### TASK DATA

★ ★ ★ ★ ★

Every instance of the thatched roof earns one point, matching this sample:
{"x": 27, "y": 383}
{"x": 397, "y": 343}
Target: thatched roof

★ ★ ★ ★ ★

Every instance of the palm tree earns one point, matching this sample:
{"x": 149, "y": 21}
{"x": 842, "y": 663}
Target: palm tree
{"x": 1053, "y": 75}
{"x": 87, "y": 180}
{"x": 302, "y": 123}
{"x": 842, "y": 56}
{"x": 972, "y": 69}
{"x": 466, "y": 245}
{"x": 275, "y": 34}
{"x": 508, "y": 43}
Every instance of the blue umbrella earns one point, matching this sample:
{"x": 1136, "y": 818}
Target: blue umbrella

★ ★ ★ ★ ★

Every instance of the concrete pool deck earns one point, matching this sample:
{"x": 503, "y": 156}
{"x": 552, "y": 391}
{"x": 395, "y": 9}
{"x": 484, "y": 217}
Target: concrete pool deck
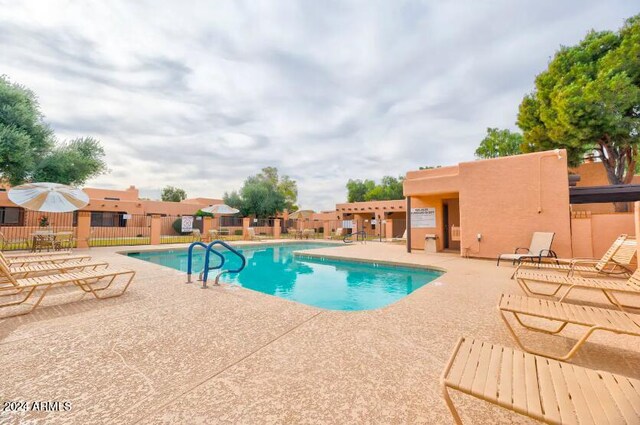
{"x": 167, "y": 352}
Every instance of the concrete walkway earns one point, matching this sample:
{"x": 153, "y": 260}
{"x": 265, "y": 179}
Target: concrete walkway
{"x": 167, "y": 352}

★ ★ ★ ★ ★

### EXERCISE BRIEF
Please show all lines from the entries that contain the word "roof".

### OUTPUT OF THE TASK
Every instance of the thatched roof earns one point, matching this sample:
Target: thatched roof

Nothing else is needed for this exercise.